Point localization data:
--- --- ---

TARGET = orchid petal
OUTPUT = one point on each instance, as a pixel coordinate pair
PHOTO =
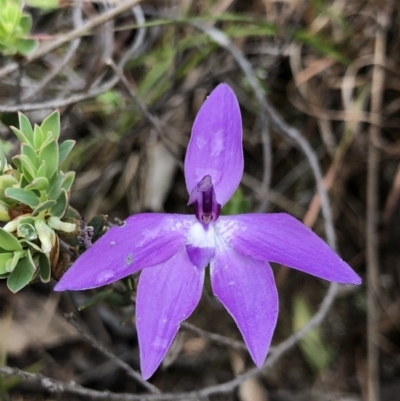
(246, 288)
(215, 146)
(280, 238)
(200, 245)
(143, 240)
(167, 294)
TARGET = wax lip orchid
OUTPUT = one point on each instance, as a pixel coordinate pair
(173, 250)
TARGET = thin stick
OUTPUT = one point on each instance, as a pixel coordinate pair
(76, 33)
(71, 319)
(372, 243)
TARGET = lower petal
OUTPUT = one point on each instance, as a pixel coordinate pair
(280, 238)
(143, 240)
(167, 294)
(246, 288)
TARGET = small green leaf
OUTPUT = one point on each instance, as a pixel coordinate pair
(55, 186)
(25, 127)
(44, 268)
(42, 169)
(9, 242)
(58, 210)
(49, 153)
(26, 24)
(43, 206)
(4, 257)
(68, 179)
(28, 169)
(6, 181)
(22, 274)
(27, 231)
(20, 135)
(26, 242)
(38, 137)
(51, 124)
(28, 151)
(3, 159)
(21, 195)
(65, 149)
(11, 263)
(39, 184)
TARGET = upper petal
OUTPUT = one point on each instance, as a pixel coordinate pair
(143, 240)
(167, 294)
(280, 238)
(215, 146)
(246, 288)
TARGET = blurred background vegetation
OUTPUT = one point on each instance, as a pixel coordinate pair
(128, 86)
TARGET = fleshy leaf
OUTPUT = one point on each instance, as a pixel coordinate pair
(43, 206)
(22, 274)
(58, 210)
(143, 240)
(20, 135)
(51, 124)
(167, 294)
(65, 149)
(28, 151)
(44, 268)
(25, 127)
(9, 242)
(39, 183)
(67, 180)
(50, 153)
(4, 257)
(246, 288)
(280, 238)
(23, 196)
(38, 137)
(215, 146)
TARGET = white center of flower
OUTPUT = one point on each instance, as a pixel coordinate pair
(201, 238)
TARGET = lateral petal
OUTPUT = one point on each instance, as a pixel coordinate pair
(167, 294)
(215, 146)
(143, 240)
(280, 238)
(246, 288)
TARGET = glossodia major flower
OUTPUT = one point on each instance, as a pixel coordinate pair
(173, 250)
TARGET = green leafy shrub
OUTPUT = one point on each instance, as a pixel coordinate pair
(33, 203)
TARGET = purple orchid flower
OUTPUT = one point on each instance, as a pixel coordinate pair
(173, 250)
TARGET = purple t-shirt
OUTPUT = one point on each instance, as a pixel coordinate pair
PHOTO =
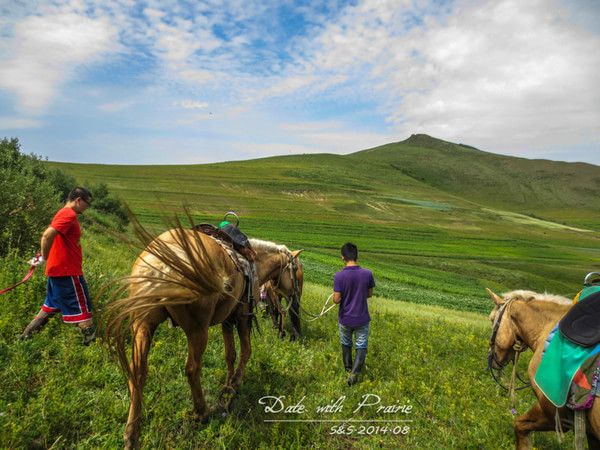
(353, 282)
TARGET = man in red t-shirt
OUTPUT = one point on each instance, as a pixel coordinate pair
(67, 290)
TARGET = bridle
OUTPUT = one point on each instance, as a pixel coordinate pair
(292, 266)
(518, 347)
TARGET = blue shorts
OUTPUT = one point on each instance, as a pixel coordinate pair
(361, 334)
(69, 296)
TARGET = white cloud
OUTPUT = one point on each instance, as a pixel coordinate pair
(45, 52)
(191, 104)
(13, 123)
(499, 74)
(116, 106)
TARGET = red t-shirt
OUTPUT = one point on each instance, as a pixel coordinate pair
(65, 254)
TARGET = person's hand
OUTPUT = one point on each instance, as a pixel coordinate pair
(37, 260)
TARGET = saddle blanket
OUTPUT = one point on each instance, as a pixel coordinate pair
(559, 367)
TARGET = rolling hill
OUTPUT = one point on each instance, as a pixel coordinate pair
(436, 221)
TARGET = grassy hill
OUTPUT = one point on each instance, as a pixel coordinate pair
(429, 244)
(436, 221)
(58, 394)
(543, 188)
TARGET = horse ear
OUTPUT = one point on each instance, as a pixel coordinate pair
(495, 298)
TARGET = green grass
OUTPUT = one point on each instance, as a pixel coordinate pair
(58, 393)
(437, 238)
(436, 222)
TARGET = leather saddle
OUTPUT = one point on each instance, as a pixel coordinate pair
(581, 324)
(231, 235)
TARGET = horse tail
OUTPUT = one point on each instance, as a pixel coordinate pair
(174, 269)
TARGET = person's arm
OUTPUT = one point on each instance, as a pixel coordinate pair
(337, 297)
(47, 240)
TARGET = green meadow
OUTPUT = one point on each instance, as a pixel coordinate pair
(436, 222)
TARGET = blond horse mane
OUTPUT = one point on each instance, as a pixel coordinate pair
(260, 245)
(528, 296)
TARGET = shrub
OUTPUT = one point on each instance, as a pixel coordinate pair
(27, 198)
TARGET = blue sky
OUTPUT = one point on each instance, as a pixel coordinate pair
(176, 82)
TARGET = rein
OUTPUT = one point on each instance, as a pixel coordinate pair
(518, 348)
(25, 279)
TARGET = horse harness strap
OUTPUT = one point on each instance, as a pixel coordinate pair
(519, 347)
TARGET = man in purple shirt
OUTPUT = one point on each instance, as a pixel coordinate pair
(351, 288)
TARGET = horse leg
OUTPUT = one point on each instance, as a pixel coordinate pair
(243, 327)
(138, 369)
(295, 318)
(197, 340)
(230, 354)
(533, 420)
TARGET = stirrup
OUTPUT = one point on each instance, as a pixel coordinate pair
(89, 334)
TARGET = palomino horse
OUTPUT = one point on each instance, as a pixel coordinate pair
(525, 318)
(188, 276)
(275, 293)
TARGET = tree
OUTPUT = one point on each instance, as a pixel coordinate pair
(27, 198)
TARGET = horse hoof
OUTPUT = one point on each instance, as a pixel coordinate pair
(201, 418)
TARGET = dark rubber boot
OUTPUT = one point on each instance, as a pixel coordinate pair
(89, 334)
(347, 357)
(359, 362)
(34, 326)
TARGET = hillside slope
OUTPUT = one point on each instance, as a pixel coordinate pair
(517, 184)
(428, 241)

--- --- ---

[Task statement]: Among the entries above, how many lines contain the string "green"? Write the number alone.

[Reply]: 4